**About this exercise:**
Transcribe, word for word, every record in the data below.

Point-per-instance localization data:
════════════════

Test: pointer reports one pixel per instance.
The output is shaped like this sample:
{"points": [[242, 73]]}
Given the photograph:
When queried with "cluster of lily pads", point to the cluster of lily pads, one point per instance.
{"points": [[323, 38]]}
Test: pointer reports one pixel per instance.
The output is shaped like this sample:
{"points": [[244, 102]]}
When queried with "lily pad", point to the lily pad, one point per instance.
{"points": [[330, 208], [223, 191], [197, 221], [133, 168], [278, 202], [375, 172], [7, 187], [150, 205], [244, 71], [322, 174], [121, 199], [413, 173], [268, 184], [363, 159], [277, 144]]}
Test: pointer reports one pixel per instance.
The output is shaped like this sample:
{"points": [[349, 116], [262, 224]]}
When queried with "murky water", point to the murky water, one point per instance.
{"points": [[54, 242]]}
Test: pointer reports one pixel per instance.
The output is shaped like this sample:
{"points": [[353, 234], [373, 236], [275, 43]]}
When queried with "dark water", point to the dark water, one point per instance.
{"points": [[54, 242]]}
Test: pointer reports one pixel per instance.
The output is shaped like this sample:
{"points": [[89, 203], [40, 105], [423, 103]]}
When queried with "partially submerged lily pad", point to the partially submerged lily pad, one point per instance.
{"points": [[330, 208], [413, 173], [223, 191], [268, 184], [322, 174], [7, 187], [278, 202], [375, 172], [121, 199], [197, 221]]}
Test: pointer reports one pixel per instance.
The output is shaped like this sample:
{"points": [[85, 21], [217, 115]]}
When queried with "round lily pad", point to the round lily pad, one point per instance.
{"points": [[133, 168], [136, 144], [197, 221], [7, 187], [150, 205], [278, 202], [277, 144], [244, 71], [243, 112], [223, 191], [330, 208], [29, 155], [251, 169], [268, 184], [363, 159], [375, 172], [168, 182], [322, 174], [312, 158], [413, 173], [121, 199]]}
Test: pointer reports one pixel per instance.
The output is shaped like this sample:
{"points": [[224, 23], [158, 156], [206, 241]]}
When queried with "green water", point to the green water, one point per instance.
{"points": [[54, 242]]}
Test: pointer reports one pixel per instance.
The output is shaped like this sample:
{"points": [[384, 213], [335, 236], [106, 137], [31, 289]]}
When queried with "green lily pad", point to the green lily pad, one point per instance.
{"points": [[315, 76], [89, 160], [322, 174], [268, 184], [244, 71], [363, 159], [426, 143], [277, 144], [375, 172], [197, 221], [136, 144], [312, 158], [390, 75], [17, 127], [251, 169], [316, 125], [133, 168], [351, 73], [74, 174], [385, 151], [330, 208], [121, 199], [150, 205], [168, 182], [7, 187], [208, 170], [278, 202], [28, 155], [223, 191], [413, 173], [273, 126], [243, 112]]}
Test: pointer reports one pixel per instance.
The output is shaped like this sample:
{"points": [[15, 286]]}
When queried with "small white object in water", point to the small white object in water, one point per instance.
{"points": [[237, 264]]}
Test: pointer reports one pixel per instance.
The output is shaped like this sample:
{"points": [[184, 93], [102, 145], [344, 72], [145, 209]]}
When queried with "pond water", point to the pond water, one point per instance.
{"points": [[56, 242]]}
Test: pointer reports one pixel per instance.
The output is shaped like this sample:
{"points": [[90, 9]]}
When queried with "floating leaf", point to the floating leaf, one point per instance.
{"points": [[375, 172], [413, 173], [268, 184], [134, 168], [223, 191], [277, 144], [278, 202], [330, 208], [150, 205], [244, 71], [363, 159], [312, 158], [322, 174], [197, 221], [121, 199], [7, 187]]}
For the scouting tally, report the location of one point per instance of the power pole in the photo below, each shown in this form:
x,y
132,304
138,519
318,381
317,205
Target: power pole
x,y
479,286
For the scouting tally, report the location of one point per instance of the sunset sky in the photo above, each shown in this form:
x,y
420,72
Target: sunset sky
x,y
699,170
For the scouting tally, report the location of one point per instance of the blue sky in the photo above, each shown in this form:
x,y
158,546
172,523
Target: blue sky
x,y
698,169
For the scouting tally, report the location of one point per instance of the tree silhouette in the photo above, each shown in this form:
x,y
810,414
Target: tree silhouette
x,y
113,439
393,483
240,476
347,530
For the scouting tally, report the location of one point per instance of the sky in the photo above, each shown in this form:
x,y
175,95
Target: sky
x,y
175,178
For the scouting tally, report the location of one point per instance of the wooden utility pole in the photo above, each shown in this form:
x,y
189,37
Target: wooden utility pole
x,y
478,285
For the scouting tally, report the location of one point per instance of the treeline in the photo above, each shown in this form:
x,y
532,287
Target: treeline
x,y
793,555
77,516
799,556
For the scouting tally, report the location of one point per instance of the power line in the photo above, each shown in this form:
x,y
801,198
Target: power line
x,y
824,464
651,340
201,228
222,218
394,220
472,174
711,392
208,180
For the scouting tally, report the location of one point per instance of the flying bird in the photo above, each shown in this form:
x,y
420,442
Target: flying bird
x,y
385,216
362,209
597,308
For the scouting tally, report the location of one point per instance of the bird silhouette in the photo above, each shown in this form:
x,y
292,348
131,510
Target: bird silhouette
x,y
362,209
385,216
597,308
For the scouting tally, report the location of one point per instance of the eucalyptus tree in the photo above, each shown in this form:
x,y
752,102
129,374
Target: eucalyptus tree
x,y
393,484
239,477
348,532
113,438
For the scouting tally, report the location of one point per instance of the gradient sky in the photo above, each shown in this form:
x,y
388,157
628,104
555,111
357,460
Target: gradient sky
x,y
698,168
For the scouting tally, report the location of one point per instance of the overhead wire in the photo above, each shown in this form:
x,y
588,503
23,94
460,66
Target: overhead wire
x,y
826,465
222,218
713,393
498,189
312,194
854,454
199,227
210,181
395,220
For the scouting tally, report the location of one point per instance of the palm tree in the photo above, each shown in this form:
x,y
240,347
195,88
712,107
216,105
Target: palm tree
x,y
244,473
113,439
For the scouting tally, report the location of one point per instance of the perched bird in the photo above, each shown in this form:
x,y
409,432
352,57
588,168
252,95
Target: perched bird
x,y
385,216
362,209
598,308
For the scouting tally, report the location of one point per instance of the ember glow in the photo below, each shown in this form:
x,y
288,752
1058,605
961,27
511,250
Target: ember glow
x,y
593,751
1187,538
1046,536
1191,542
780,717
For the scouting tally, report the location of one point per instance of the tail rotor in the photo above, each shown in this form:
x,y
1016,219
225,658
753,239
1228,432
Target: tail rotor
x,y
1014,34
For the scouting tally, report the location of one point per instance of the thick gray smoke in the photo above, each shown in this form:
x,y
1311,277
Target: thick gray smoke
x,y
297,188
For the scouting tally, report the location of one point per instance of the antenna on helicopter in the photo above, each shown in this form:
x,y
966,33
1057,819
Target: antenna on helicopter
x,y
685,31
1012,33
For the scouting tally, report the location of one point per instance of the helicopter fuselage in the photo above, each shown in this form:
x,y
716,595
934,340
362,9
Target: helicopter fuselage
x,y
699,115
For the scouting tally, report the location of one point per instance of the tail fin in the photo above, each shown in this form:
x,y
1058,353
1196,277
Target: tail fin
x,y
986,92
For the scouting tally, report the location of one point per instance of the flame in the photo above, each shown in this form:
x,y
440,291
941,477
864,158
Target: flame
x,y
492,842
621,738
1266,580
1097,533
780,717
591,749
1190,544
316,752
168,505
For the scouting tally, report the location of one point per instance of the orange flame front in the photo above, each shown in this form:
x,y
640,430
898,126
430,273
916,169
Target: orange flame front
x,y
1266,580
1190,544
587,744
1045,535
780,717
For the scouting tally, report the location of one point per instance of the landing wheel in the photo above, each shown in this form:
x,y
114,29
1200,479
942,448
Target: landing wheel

════════════════

**Response to this task:**
Test: pointer reports one pixel per instance.
The output is shaped like this sample:
{"points": [[242, 73]]}
Given the photograph:
When queried with "cluster of lily pads", point to the cluster of lily pads, one point per instance.
{"points": [[323, 38]]}
Test: pointer reports one pixel per instance.
The output is shaped like this sample:
{"points": [[244, 102]]}
When queried with "lily pad", point to the lily pad, one point per instance.
{"points": [[330, 208], [223, 191], [197, 221], [133, 168], [278, 202], [375, 172], [7, 187], [150, 205], [244, 71], [322, 174], [121, 199], [413, 173], [268, 184], [363, 159], [277, 144]]}
Test: pointer reports one pixel per instance.
The output is shaped like this sample:
{"points": [[349, 116], [262, 224]]}
When queried with "murky water", point to the murky water, one point per instance.
{"points": [[54, 242]]}
Test: pointer reports one pixel per instance.
The output is shaped like this sample:
{"points": [[353, 234], [373, 236], [275, 43]]}
When queried with "dark water", point to the dark water, one point per instance.
{"points": [[54, 242]]}
Test: pointer reports one pixel per instance.
The output is shaped like this sample:
{"points": [[89, 203], [40, 105], [423, 103]]}
When queried with "partially submerged lily pad", point to the partially submerged lily pad, one point per instance.
{"points": [[330, 208], [413, 173], [223, 191], [268, 184], [322, 174], [7, 187], [278, 202], [375, 172], [121, 199], [197, 221]]}
Test: pointer reports one pixel per instance.
The output is shaped like this sample:
{"points": [[85, 21], [217, 115]]}
When queried with "round lily pad", point to the round lily pad, one point per instance.
{"points": [[133, 168], [136, 144], [197, 221], [7, 187], [150, 205], [278, 202], [277, 144], [244, 71], [243, 112], [223, 191], [330, 208], [29, 155], [251, 169], [268, 184], [363, 159], [375, 172], [168, 182], [322, 174], [312, 158], [413, 173], [121, 199]]}
Test: pointer reports one pixel per instance.
The output is shaped like this sample:
{"points": [[224, 23], [158, 156], [206, 241]]}
When queried with "green water", point to the green water, one point per instance.
{"points": [[54, 242]]}
Test: pointer reports one pixel per instance.
The output is shaped like this sample:
{"points": [[384, 213], [335, 236], [106, 137], [31, 289]]}
When queried with "green lily pad", point to the green lily pad, one point per instance.
{"points": [[315, 76], [89, 160], [322, 174], [268, 184], [244, 71], [363, 159], [426, 143], [277, 144], [375, 172], [197, 221], [136, 144], [312, 158], [390, 75], [17, 127], [251, 169], [316, 125], [133, 168], [351, 73], [74, 174], [385, 151], [330, 208], [121, 199], [150, 205], [168, 182], [7, 187], [208, 170], [278, 202], [28, 155], [223, 191], [413, 173], [273, 126], [243, 112]]}
Test: pointer reports one pixel per instance.
The output is shaped like this sample:
{"points": [[15, 286]]}
When queried with "small white object in water", point to the small white object in water, one point per instance.
{"points": [[237, 264]]}
Test: pointer reports one pixel per instance.
The output is shaped like this sample:
{"points": [[184, 93], [102, 145], [344, 72], [145, 209]]}
When queried with "pond water", point to the pond water, one point per instance.
{"points": [[56, 242]]}
Test: pointer reports one pixel per instance.
The output is shaped like this sample:
{"points": [[90, 9]]}
When queried with "floating leaf", point to the floating leaf, one point per instance.
{"points": [[375, 172], [413, 173], [268, 184], [134, 168], [223, 191], [277, 144], [278, 202], [330, 208], [150, 205], [244, 71], [363, 159], [312, 158], [322, 174], [197, 221], [121, 199], [7, 187]]}
For the scouting tally, report the location of one point per instance of the power pole in the photo below, each shown in this form:
x,y
132,304
138,519
318,381
317,205
Target: power pole
x,y
479,286
For the scouting tally, report the location of one point per instance of the sunset sky in the photo above, each shown in this form:
x,y
420,72
Target: sunset sky
x,y
699,170
For the scouting tally, report the location of one point per instance of the blue sky in the photo above, each shown in this form:
x,y
158,546
172,523
Target: blue sky
x,y
698,169
For the scouting tally, report the location of one point per instance of the tree silhouette in the photo above, each shown in this form:
x,y
810,414
Target: tree silhouette
x,y
113,439
393,483
240,476
347,530
For the scouting tally, report the location of one point per instance of the sky in the photo above, each shown in this form:
x,y
175,95
Target: sky
x,y
175,178
For the scouting tally, report the location of one point per instance of the wooden utility pole in the photo above, each shown in this form:
x,y
189,37
Target: wooden utility pole
x,y
478,285
For the scouting tally, report the location of one point per instance of the treeline in the photo above, each shown in this form:
x,y
532,287
Target: treeline
x,y
793,555
77,516
799,556
For the scouting tally, report the location of one point per instance of the power line in the photo above, each shown in this form:
x,y
801,198
Target: power line
x,y
824,464
651,340
201,228
222,218
394,220
472,174
711,392
208,180
For the scouting tally, report the location of one point per instance of the flying bird in the photo above, each shown in this form:
x,y
420,442
Target: flying bird
x,y
385,216
362,209
597,308
For the scouting tally, report the location of one point per instance of the bird silhouette in the photo above, each shown in this form:
x,y
292,348
131,510
Target: bird silhouette
x,y
362,209
385,216
597,308
For the scouting tally, report the location of one point per instance of the eucalyptus tree in the photo above, each shown in this form:
x,y
752,102
129,374
Target: eucalyptus tree
x,y
393,484
239,477
348,532
113,438
For the scouting tally, report the location of one point per instance of the gradient sky in the photo above, each shown in this form:
x,y
388,157
628,104
555,111
357,460
Target: gradient sky
x,y
698,168
For the scouting tally, report the location of one point per instance of the overhead wire in the photo above, each shown in this form:
x,y
588,503
23,94
460,66
Target: overhead wire
x,y
826,465
222,218
713,393
498,189
312,194
854,454
199,227
210,181
395,220
For the scouting tally, report the location of one point per instance of the palm tree in the photo above, each shown in this form:
x,y
240,347
195,88
712,107
216,105
Target: palm tree
x,y
244,473
113,439
For the scouting tally, report the location of one point per instance of the perched bird in the photo above, each shown in this form:
x,y
409,432
352,57
588,168
252,95
Target: perched bird
x,y
385,216
362,209
598,308
For the scouting tally, report the location of one point per instance of the ember glow in the photo below, each shown in this form:
x,y
288,752
1058,605
961,27
511,250
Target: ember glow
x,y
593,751
1187,538
1046,536
1191,542
780,717
For the scouting tally, report the location of one point per instance of the tail rotor in the photo above, each shown in this form:
x,y
1016,219
225,658
753,239
1228,432
Target: tail rotor
x,y
1014,34
For the scouting tally, report the location of one point per instance of the thick gray smoke in the photo above, each shown in this form:
x,y
1311,277
Target: thick gray smoke
x,y
297,188
For the scouting tally, report the location of one point per instance of the antenna on helicopter in the photo above, each shown in this form:
x,y
966,33
1057,819
Target: antenna on helicopter
x,y
685,31
1012,33
For the scouting tally, report the location of one point per instance of the helicopter fuselage in the photo above, each shown in this form:
x,y
716,595
934,340
362,9
Target: helicopter fuselage
x,y
699,115
For the scouting tally, report the location of one point per instance of the tail fin in the photo above, each shown in this form:
x,y
1058,353
1196,277
Target: tail fin
x,y
986,92
For the scouting tally, report the location of one point per instance of the flame in the photo above, each shown in this form:
x,y
440,291
941,477
864,158
Target: flame
x,y
492,842
621,738
1266,580
1097,533
780,717
591,749
1190,544
316,752
168,505
For the scouting tally, report the location of one point per instance of the orange flame front in the photo above, each shown in this form:
x,y
640,430
898,126
430,273
916,169
Target: orange flame front
x,y
1266,580
1190,544
587,744
1045,535
780,717
For the scouting tally, report the location of one point per instance of the landing wheel in the photo above, each shown in this form:
x,y
114,29
1200,479
942,448
Target: landing wheel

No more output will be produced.